_Datos de entrada_
========

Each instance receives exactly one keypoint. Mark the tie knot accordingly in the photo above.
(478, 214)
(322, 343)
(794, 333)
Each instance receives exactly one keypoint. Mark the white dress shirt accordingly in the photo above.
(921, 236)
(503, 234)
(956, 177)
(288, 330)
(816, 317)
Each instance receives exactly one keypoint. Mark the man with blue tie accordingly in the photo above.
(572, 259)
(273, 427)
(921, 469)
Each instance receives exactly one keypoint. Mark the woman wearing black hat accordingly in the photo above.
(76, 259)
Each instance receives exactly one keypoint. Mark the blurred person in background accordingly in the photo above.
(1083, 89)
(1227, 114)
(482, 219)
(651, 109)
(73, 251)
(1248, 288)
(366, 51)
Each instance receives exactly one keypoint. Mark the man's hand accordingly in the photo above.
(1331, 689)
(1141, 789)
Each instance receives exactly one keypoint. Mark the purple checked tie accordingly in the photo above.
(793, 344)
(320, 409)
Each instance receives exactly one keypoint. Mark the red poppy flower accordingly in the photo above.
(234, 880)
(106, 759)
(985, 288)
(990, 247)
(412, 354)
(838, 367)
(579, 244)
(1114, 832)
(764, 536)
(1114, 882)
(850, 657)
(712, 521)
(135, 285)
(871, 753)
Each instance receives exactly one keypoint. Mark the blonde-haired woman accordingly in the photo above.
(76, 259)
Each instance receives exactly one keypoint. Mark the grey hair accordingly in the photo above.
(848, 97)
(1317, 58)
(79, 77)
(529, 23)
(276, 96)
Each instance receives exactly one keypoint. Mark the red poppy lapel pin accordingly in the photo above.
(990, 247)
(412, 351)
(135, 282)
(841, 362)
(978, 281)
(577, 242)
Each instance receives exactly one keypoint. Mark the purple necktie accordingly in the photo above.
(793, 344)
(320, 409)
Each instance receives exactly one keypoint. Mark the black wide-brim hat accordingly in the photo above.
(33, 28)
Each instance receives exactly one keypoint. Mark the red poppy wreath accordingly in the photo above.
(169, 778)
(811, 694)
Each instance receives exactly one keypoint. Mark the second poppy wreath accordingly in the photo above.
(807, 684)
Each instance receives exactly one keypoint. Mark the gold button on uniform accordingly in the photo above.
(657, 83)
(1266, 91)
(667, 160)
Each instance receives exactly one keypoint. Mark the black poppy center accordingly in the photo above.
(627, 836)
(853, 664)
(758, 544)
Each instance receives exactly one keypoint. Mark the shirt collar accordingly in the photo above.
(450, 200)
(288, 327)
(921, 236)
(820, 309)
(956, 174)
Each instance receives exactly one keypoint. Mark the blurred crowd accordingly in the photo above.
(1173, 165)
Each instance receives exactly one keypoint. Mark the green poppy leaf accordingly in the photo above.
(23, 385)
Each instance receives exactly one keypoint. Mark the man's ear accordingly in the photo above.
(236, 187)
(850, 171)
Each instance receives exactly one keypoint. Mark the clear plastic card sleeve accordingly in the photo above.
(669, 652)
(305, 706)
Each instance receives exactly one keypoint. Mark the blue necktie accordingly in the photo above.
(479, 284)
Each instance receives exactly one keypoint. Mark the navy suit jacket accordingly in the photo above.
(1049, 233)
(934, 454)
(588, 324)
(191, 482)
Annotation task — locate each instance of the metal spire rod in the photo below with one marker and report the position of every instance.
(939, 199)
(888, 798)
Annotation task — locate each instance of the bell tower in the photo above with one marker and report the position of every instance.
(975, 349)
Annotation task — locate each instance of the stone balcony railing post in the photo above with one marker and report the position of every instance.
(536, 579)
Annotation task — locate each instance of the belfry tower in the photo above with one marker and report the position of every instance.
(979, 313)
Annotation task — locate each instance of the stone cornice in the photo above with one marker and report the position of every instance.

========

_Problema planteado_
Reproduce sin cambio alguno cada línea de los datos anteriores, de la primera a la última.

_Salida de la tarea_
Each instance receives exactly one keypoint. Mark the tie knot accordingly in the photo above.
(478, 214)
(322, 343)
(794, 333)
Each instance receives exactly one keypoint. Mark the white dress shirt accordingly in the photo above.
(921, 236)
(503, 234)
(956, 177)
(288, 330)
(816, 317)
Each instance receives exactly one keypoint. Mark the man with blue tie accordingly in the photo above.
(572, 259)
(273, 427)
(921, 469)
Each instance receives exactly one keypoint. Mark the woman wearing black hat accordingly in the photo above.
(76, 259)
Each instance receives exactly one keypoint. Mark the blurred person in background accordingly in the photo above.
(1083, 89)
(1227, 114)
(482, 219)
(651, 109)
(73, 251)
(1248, 288)
(366, 51)
Each instance receives exactly one keypoint. Mark the man's hand accordingly in the photo above.
(1331, 689)
(1141, 789)
Each instance receives exactly one keypoint. Mark the purple checked tie accordingly in the photo above.
(793, 344)
(320, 409)
Each instance receives exactly one keypoint. Mark the red poppy flower accordingly in the photo above.
(234, 880)
(106, 759)
(985, 288)
(990, 247)
(412, 354)
(838, 367)
(579, 244)
(1114, 832)
(764, 536)
(1114, 882)
(850, 657)
(712, 521)
(135, 285)
(871, 753)
Each instance receives exactly one keypoint. Mark the blonde-haired woman accordingly in the photo above.
(76, 259)
Each instance receives exactly one keypoint. Mark the grey hair accordingly in the photo above.
(848, 97)
(1317, 58)
(79, 77)
(529, 23)
(276, 96)
Each instance receives exactly one keypoint. Mark the red poppy lapel pin accordingly in the photo above.
(990, 247)
(412, 351)
(135, 282)
(841, 362)
(978, 281)
(577, 242)
Each instance receives exactly one keypoint. Mark the purple necktie accordingly in the photo above.
(793, 344)
(320, 409)
Each instance receives exactly one keypoint. Mark the black wide-brim hat accordingly in the photo above.
(33, 28)
Each instance receives exactly one keypoint. Mark the red poppy wreath accordingly in the photo above.
(169, 778)
(811, 694)
Each instance receives exactly one keypoint. Mark the second poppy wreath accordingly in the photo above.
(807, 684)
Each instance receives exactly one keypoint. Mark the gold button on uniform accordingly in the photo above.
(657, 83)
(1266, 91)
(667, 160)
Each instance receives exactly one keypoint. Mark the black poppy center accordingly in the photo above.
(627, 836)
(853, 664)
(758, 544)
Each instance receives exactly one keypoint. Mark the shirt collar accordingly in the photo above.
(450, 200)
(288, 327)
(921, 236)
(820, 309)
(956, 174)
Each instance receives exactly one keypoint. Mark the blurred crowd accordingly in the photo above.
(1173, 165)
Each instance receives exactly one keypoint. Mark the green poppy leaf accordingly in the photo above.
(23, 385)
Each instance receives exactly one keypoint. Mark the man's ear accordingly in the photo above.
(236, 187)
(850, 171)
Each instance receives exactly one keypoint. Mark the clear plastic card sleeve accordingly in the photo above.
(669, 652)
(305, 706)
Each instance receives exactly one keypoint. Mark the blue necktie accordingly in the photo above.
(479, 284)
Each instance receives exactly one keypoint. Mark the navy suit jacket accordingly in the photo above.
(1049, 233)
(934, 454)
(588, 324)
(191, 482)
Annotation task — locate each instance of the metal spire rod in the photo below with one marker and report the position of every instance.
(939, 199)
(888, 798)
Annotation task — locate each instance of the bell tower in the photo above with one marker and report the position of every instance.
(975, 349)
Annotation task — locate each instance of the stone balcony railing post in the photo above with one marker and report the position of every instance.
(536, 579)
Annotation task — locate each instance of the belfry tower in the photo above with one marker and report the position of every instance.
(979, 313)
Annotation task — locate each instance of the stone cornice in the photo above with one marker and report the position of every instance.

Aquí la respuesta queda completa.